REQUIRED WORK ▸ Work out how many lines of the entries have the word "parked" in them. Respond with that number only.

SUPPLIED DATA ▸
=-=-=
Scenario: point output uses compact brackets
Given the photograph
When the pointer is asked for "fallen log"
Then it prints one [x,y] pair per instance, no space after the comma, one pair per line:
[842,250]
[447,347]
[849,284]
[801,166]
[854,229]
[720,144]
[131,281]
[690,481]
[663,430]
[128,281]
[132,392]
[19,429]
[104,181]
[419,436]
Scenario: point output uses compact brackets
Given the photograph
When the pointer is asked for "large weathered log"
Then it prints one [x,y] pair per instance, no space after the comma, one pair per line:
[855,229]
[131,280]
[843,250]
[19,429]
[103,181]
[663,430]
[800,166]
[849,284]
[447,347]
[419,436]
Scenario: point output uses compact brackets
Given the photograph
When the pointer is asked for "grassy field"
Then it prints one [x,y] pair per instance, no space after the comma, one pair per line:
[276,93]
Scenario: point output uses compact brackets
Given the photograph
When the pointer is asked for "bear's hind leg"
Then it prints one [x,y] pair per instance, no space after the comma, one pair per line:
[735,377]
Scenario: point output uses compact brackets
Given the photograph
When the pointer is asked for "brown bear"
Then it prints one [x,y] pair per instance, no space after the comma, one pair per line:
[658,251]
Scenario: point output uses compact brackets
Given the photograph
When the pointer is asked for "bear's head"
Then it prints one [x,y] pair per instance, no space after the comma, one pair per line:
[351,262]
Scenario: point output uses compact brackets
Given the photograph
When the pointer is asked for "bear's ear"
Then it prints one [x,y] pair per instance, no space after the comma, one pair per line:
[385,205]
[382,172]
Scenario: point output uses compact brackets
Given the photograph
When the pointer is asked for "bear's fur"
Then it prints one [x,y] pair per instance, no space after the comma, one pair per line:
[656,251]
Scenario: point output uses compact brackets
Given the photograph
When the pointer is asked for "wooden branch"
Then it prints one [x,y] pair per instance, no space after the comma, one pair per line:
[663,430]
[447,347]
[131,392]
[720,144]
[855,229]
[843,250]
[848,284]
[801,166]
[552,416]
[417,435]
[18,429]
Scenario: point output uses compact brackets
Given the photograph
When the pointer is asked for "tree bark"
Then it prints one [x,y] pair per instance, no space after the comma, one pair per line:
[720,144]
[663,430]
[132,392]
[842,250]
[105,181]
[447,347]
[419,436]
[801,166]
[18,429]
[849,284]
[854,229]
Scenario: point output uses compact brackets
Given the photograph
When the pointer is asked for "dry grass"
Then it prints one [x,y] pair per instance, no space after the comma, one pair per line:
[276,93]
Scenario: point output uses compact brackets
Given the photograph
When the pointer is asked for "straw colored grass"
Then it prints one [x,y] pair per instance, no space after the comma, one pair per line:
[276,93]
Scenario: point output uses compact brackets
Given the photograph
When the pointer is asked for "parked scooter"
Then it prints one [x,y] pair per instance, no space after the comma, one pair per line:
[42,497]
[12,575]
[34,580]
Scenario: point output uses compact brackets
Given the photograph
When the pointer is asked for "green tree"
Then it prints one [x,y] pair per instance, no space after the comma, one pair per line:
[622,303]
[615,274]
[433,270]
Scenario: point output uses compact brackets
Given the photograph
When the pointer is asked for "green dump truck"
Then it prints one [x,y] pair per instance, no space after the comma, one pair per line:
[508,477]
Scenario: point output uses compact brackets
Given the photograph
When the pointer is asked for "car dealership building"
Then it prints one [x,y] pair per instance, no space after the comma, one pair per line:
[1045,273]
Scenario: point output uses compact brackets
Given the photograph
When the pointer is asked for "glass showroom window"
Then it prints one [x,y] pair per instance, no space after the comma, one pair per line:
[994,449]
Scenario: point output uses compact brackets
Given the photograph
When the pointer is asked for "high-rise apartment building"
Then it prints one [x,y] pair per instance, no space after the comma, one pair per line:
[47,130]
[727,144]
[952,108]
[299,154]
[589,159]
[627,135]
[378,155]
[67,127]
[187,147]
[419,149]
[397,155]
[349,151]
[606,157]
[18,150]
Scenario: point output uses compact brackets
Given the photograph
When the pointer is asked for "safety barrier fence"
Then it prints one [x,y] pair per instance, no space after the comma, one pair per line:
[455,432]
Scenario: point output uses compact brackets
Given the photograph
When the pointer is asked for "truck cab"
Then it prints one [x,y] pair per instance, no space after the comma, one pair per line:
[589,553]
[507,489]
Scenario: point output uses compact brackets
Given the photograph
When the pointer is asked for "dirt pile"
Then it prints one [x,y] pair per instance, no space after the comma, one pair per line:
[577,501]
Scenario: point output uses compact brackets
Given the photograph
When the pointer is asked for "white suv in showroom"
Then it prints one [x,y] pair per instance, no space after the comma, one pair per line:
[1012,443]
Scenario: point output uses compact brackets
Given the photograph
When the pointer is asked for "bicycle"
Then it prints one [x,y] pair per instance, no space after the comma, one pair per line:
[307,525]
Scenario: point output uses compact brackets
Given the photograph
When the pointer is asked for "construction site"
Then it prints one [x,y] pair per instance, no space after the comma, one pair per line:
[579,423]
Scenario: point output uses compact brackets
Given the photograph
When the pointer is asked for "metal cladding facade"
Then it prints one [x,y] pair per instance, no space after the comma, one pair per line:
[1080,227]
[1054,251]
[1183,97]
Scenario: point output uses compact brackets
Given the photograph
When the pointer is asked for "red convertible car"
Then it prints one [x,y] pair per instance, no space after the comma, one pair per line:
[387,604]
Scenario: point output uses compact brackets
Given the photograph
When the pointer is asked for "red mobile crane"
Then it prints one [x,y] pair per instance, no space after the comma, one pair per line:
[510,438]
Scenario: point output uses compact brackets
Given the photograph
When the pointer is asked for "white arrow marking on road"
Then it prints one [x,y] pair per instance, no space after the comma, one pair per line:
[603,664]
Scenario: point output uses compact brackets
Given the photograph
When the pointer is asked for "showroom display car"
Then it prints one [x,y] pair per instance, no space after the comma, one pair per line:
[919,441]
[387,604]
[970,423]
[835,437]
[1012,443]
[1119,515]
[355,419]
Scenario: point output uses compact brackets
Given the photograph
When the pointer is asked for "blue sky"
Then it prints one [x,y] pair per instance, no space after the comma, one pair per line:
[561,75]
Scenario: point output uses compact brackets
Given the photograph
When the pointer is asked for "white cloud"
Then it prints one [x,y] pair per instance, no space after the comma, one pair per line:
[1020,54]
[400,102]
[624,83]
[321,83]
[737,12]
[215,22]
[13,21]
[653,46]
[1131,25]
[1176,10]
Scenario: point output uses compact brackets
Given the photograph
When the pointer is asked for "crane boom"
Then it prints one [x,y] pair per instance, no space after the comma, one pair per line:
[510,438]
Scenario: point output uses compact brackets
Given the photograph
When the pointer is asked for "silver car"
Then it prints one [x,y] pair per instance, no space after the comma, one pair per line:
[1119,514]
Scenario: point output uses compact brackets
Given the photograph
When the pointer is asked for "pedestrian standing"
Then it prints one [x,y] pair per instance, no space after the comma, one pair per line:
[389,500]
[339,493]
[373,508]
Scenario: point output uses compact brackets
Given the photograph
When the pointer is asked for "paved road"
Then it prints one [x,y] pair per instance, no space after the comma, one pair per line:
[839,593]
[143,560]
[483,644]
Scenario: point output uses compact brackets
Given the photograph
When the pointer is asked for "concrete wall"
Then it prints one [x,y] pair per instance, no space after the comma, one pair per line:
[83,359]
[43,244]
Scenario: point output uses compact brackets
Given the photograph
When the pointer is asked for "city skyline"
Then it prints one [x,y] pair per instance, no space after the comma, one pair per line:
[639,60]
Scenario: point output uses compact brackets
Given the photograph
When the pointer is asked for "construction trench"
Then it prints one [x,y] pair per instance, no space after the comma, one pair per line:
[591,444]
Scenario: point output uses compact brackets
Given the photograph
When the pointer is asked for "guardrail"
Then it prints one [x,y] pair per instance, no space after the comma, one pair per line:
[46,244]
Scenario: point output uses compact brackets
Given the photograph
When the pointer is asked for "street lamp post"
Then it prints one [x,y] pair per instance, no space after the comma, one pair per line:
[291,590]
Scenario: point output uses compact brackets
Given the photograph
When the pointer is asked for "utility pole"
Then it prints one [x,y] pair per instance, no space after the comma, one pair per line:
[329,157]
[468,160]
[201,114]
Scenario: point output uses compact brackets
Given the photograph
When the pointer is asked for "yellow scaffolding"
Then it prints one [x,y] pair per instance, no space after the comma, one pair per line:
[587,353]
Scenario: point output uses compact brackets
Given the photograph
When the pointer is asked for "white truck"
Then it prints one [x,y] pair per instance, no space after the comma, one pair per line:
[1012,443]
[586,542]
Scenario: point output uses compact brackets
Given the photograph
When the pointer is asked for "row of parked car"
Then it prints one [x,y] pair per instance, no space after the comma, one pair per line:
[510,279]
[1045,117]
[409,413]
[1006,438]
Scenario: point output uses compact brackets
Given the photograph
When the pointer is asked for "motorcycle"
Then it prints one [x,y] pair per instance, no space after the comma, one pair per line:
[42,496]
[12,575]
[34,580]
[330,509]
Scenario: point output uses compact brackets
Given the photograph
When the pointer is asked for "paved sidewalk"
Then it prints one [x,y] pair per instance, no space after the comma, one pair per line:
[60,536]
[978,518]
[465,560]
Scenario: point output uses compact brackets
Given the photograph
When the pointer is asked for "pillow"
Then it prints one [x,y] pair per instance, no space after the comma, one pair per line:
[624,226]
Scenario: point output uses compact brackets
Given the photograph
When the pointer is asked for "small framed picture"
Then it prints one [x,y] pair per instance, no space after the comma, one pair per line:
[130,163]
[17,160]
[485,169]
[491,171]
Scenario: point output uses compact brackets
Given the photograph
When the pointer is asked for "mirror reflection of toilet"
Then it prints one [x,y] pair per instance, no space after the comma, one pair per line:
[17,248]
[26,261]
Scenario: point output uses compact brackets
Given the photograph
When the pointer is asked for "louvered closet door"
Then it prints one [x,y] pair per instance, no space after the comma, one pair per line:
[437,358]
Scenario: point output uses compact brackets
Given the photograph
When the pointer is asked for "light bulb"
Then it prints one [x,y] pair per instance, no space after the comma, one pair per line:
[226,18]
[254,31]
=-=-=
SOLUTION ▸ 2